## begin PAGE

Disco by Vivian Suter: Tropical Weather under a Parisian Sky

becoming-carmen-travel-france-paris-palais-de-tokyo-art-exhibition-vivian-suter-disco

If you’ve ever wondered what would happen if a Guatemalan garden, a Parisian art museum, and a pack of enthusiastic dogs threw a party together, Disco at Palais de Tokyo provides your answer.

It’s partly a painting exhibition, partly a weather report, partly a jungle, and entirely the kind of show that makes even the gloomiest afternoon brighten with colour.

Walking in from the Trocadéro, I swapped the postcard-perfect Eiffel Tower view for a different spectacle: almost 500 canvases by Vivian Suter, billowing, overlapping, and rustling under the museum’s great glass roof. It feels less like visiting a French gallery and more like wandering into a hidden courtyard somewhere in Guatemala—except, of course, that everyone is effortlessly dressed to kill.

becoming-carmen-travel-france-paris-palais-de-tokyo
becoming-carmen-travel-france-paris-palais-de-tokyo

Palais de Tokyo: Brutalist Glam with a View

Palais de Tokyo is one of my favourite contemporary art spaces in Paris, mainly because it refuses to conform. Built for the 1937 International Exposition, this imposing palace on Avenue du Président Wilson features monumental colonnades, carved stone reliefs, and heroic façades on the outside, while the interiors are deliberately raw and industrial. Imagine soaring concrete halls, exposed beams, and a network of pipes overhead that make you feel as though you’ve slipped backstage at a large theatre.

## end PAGE
## begin ENTRIES

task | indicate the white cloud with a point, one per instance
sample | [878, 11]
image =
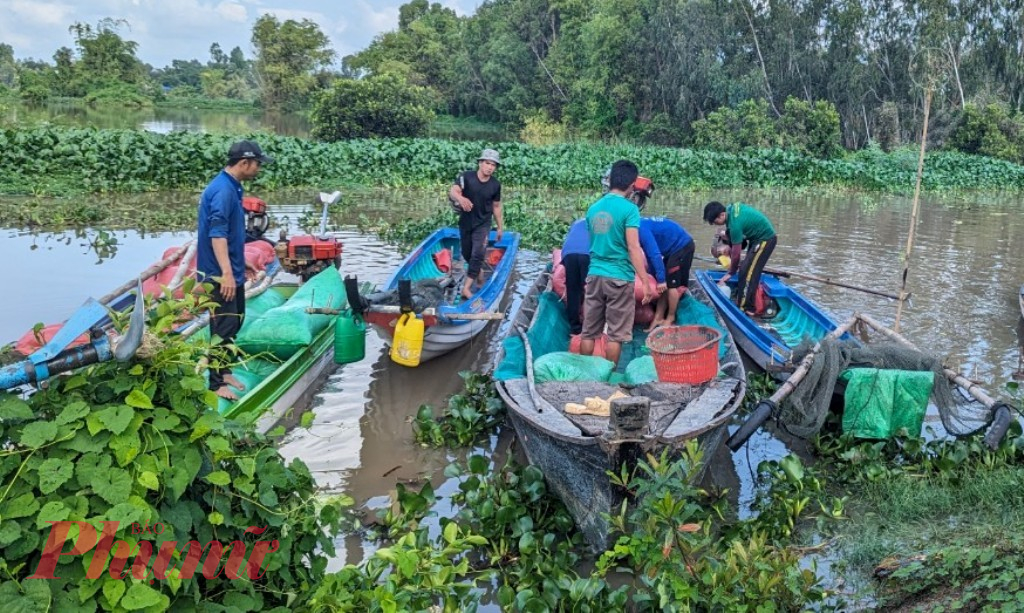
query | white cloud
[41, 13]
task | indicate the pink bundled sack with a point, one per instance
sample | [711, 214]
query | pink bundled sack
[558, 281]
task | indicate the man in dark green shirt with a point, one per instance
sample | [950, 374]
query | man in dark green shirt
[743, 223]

## end ENTRIES
## begin ENTRIES

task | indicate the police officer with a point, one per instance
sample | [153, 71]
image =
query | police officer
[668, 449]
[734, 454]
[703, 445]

## end ENTRIES
## begin ENTRIES

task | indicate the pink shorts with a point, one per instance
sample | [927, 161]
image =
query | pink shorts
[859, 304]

## end ENTRIES

_DIRECTIVES_
1/ Reproduce the passage in the article on Vivian Suter's Disco from "Walking in from" up to and including "dressed to kill.".
2/ Answer these questions from the article on Vivian Suter's Disco:
(a) About how many canvases by Vivian Suter does the exhibition show?
(b) From where did the writer walk in to reach the exhibition?
(c) For what event was the Palais de Tokyo built?
3/ Resume the article on Vivian Suter's Disco at the point where it stops.

_ANSWERS TO THE EXERCISE_
1/
Walking in from the Trocadéro, I swapped the postcard-perfect Eiffel Tower view for a different spectacle: almost 500 canvases by Vivian Suter, billowing, overlapping, and rustling under the museum’s great glass roof. It feels less like visiting a French gallery and more like wandering into a hidden courtyard somewhere in Guatemala—except, of course, that everyone is effortlessly dressed to kill.

2/
(a) Almost 500.
(b) From the Trocadéro.
(c) The 1937 International Exposition.

3/
The building borders the Seine between the Eiffel Tower and the Musée d’Art Moderne, but while its neighbours embrace polished museum decorum, Palais de Tokyo is always in exhibition mode. It functions as a contemporary art centre rather than a traditional museum, with expansive, adaptable spaces that artists can claim, stretch, and sometimes overstep. Natural light floods through its skylights, creating an ideal setting for large-scale installations and a slight challenge for anyone trying to photograph without blowing the highlights. It’s a perfect Paris stop if you seek culture that feels contemporary, immersive, and just the right amount of chaotic.

becoming-carmen-travel-france-paris-palais-de-tokyo-art-exhibition-vivian-suter-disco
becoming-carmen-travel-france-paris-palais-de-tokyo-art-exhibition-vivian-suter-disco
becoming-carmen-travel-france-paris-palais-de-tokyo-art-exhibition-vivian-suter-disco

Vivian Suter: Painting with Weather, Dogs and Memory

From 12 June to 7 September 2025

Born in Buenos Aires in 1949 and now based in Panajachel on the shores of Lake Atitlán, Vivian Suter paints outside every day in her garden. Her work mainly consists of large, unstretched canvases that function as both traditional paintings and fragments of landscape. She allows nature to collaborate: rainwater thins the pigments, mud adheres where it lands, leaves stick to wet fish‑glue surfaces, and her dogs happily trot over the works, leaving pawprints that no conservator could replicate.

Her paintings are untitled and undated, hung in whichever direction feels right at the time. Suter isn’t particularly interested in neat art‑historical timelines; she values the moment of creation—the dynamic impulse when colour, weather, and sound align. Recurring motifs appear intermittently: abstracted leaves, fruit, tree branches, watery grids, and looping marks that evoke wind or music. She speaks of painting sounds as much as scenes—the church bells from the village, barking dogs, birds calling from the hills. The outcome is a form of environmental abstraction: gestural, luminous, and defiantly unpretentious—even when the surfaces are fragile enough that a stiff breeze could shift them.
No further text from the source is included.